__TASK BRIEF__. Convert every line of the entries below into a JSON array of strings, with one string per line and blank lines omitted.

__RECORDS FOR THIS EXERCISE__.
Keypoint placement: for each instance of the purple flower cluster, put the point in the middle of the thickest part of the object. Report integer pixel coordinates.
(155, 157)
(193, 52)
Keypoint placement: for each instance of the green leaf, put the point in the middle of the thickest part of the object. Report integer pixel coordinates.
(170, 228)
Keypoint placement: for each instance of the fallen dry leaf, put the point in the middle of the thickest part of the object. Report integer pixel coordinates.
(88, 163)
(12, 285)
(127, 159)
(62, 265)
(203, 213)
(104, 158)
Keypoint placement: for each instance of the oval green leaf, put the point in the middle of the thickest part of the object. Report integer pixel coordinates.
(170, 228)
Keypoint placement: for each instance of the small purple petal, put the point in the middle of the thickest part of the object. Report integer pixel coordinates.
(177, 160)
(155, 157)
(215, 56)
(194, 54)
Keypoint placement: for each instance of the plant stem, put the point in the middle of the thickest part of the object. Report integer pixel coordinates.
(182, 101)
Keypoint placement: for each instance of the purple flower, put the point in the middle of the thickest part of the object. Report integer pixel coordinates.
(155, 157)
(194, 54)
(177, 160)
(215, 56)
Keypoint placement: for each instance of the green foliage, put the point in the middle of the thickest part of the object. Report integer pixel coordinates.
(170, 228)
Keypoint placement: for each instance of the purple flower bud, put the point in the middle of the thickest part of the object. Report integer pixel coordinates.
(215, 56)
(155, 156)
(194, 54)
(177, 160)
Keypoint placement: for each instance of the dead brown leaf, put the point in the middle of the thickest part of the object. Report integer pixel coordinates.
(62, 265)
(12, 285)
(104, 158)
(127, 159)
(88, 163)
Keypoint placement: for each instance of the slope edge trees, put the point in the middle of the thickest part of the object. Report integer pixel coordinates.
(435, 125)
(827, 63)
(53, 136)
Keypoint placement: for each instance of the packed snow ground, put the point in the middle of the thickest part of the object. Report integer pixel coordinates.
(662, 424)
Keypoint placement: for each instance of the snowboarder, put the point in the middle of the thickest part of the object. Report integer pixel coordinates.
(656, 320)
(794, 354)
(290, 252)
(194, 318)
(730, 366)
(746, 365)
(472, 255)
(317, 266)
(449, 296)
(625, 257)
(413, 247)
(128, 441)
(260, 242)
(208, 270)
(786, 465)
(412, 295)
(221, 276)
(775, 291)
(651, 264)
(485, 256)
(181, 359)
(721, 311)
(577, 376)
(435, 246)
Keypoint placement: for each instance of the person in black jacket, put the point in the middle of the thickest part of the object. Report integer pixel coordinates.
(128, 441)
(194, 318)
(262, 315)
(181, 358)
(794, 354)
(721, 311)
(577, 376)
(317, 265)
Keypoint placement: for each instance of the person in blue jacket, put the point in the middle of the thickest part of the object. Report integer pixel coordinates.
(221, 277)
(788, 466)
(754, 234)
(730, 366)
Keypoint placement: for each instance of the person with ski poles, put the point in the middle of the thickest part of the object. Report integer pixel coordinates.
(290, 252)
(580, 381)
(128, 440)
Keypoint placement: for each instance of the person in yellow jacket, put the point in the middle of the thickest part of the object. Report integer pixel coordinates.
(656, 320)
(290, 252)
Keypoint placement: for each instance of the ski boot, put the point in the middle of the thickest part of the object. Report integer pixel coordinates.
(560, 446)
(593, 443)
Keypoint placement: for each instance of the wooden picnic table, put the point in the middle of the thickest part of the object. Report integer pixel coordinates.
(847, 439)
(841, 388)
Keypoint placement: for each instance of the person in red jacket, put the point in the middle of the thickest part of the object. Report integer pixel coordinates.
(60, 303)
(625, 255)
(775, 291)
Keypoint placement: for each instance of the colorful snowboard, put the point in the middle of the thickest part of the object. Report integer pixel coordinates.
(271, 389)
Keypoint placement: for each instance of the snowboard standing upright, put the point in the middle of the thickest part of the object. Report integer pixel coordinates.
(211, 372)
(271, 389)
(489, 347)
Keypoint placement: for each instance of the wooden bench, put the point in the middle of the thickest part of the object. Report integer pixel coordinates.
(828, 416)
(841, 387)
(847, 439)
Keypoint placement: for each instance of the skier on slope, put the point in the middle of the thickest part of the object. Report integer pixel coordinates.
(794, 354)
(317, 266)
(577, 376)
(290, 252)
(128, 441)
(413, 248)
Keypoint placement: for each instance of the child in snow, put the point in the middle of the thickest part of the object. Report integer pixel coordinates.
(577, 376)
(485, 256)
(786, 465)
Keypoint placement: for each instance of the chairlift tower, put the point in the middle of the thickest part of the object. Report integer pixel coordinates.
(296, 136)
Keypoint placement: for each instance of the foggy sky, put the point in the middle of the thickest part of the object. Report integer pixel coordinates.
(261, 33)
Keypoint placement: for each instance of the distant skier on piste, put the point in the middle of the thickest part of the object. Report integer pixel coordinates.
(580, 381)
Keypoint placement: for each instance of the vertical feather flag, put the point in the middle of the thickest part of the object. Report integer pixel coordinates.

__RESULT OF THIS EXERCISE__.
[
  "Keypoint placement: for each instance of the purple flower cluster, put the point in the middle of the thickest part of the object. Report integer pixel coordinates.",
  "(155, 157)",
  "(193, 52)",
  "Keypoint placement: for each instance of the green leaf, put the point in the middle of the thickest part of the object. Report integer pixel coordinates.",
  "(170, 228)",
  "Keypoint placement: for each instance of the fallen dry leaf, put the point in the middle of the thickest part of the object. Report integer pixel coordinates.",
  "(88, 163)",
  "(12, 285)",
  "(127, 159)",
  "(62, 265)",
  "(203, 213)",
  "(104, 158)",
  "Keypoint placement: for each instance of the oval green leaf, put the point in the middle of the thickest part of the object. Report integer pixel coordinates.",
  "(170, 228)",
  "Keypoint placement: for each instance of the small purple petal, put the point in the middle of the thickest part of the object. Report integer pixel coordinates.",
  "(177, 160)",
  "(155, 157)",
  "(215, 56)",
  "(194, 54)",
  "Keypoint placement: for each instance of the plant stem, put the point in the middle of the thickest part of the object. Report integer pixel coordinates.",
  "(182, 101)",
  "Keypoint placement: for each instance of the purple flower, put the point in the middle of the thickest part of the object. Report integer pixel coordinates.",
  "(155, 157)",
  "(194, 54)",
  "(177, 160)",
  "(215, 56)",
  "Keypoint placement: for each instance of the green foliage, put the point in the middle of the thickest part of the object. Report integer pixel coordinates.",
  "(170, 228)",
  "Keypoint placement: for each instance of the purple flower bud, put the point in the middle of the thickest part of the object. Report integer pixel coordinates.",
  "(215, 56)",
  "(155, 156)",
  "(194, 54)",
  "(177, 160)",
  "Keypoint placement: for each instance of the dead brown leaf, put the point in the middle of the thickest part of the object. Report integer pixel coordinates.",
  "(62, 265)",
  "(12, 285)",
  "(104, 158)",
  "(127, 159)",
  "(88, 163)",
  "Keypoint placement: for each instance of the slope edge trees, put the point in the middle of the thickest part of the object. Report integer pixel coordinates.",
  "(435, 125)",
  "(827, 63)",
  "(53, 136)",
  "Keypoint placement: for each instance of the packed snow ground, put the point in the middle of the thickest part of the object. Report integer pixel coordinates.",
  "(662, 424)",
  "Keypoint placement: for each instance of the snowboarder, put the point in the middle of the thickest part of the object. Report integer pixel coordinates.",
  "(656, 320)",
  "(794, 354)",
  "(290, 252)",
  "(194, 318)",
  "(730, 366)",
  "(746, 365)",
  "(472, 255)",
  "(317, 266)",
  "(449, 296)",
  "(625, 257)",
  "(413, 247)",
  "(128, 441)",
  "(260, 242)",
  "(208, 270)",
  "(786, 465)",
  "(412, 295)",
  "(221, 276)",
  "(775, 291)",
  "(651, 264)",
  "(485, 256)",
  "(181, 359)",
  "(721, 311)",
  "(577, 376)",
  "(435, 246)",
  "Keypoint placement: for each instance of the person in black jacket, put the point in the middle of the thickest part of the object. Report integer pixel coordinates.",
  "(128, 441)",
  "(194, 318)",
  "(262, 315)",
  "(181, 358)",
  "(794, 354)",
  "(721, 311)",
  "(577, 376)",
  "(317, 265)",
  "Keypoint placement: for each instance of the person in blue jacket, put the point in the middle of the thickest part of the object. Report integer pixel coordinates.",
  "(221, 277)",
  "(788, 466)",
  "(754, 234)",
  "(730, 366)",
  "Keypoint placement: for each instance of the person with ski poles, put the point in the middle of the thickest part of the object. Report integer pixel coordinates.",
  "(290, 252)",
  "(580, 381)",
  "(128, 440)",
  "Keypoint placement: for each instance of the person in yellow jacket, put the point in the middle of the thickest part of the object. Report integer pixel coordinates.",
  "(656, 320)",
  "(290, 252)",
  "Keypoint placement: for each instance of the ski boot, put the point in the middle of the thickest part of the object. Report integer pixel coordinates.",
  "(560, 446)",
  "(593, 443)",
  "Keypoint placement: for each instance of the wooden picnic table, put the point in the middle of the thickest part of the object. Report integer pixel coordinates.",
  "(847, 439)",
  "(841, 388)",
  "Keypoint placement: for each instance of the person in red jacket, put the point in the middle of the thickest part of the object. Report integer pixel coordinates.",
  "(60, 303)",
  "(625, 255)",
  "(775, 291)",
  "Keypoint placement: for each instance of the colorful snowboard, put the point in the middle of the thickest part of the object. Report integer pixel coordinates.",
  "(271, 389)",
  "Keypoint placement: for each instance of the snowboard standing upright, put the point in the middle of the thickest part of the object. Report integer pixel coordinates.",
  "(211, 372)",
  "(271, 389)",
  "(489, 347)",
  "Keypoint placement: for each instance of the wooden bench, put the point in the middle of the thickest part of the object. Report integer pixel coordinates.",
  "(828, 416)",
  "(841, 387)",
  "(847, 439)",
  "Keypoint placement: for each instance of the skier on slope, put the point in the middle of the thickest part of the object. Report integer pixel coordinates.",
  "(794, 354)",
  "(317, 266)",
  "(577, 376)",
  "(290, 252)",
  "(128, 441)",
  "(413, 248)",
  "Keypoint placement: for each instance of the child in snow, put the point in the middle of the thickest part of the object. Report integer pixel coordinates.",
  "(577, 376)",
  "(485, 256)",
  "(786, 465)",
  "Keypoint placement: for each instance of the chairlift tower, put the point in the middle of the thickest part of the object. Report integer pixel coordinates.",
  "(296, 136)",
  "Keypoint placement: for each instance of the foggy sky, put the point in the middle of the thickest part of the object. Report integer pixel coordinates.",
  "(261, 33)",
  "Keypoint placement: for each instance of the distant skier on piste, put the point in the middle of the thickest part of the object. Report integer pixel coordinates.",
  "(580, 381)",
  "Keypoint placement: for each instance of the vertical feather flag, put the point in the middle of the thickest part of the object. Report integer pixel coordinates."
]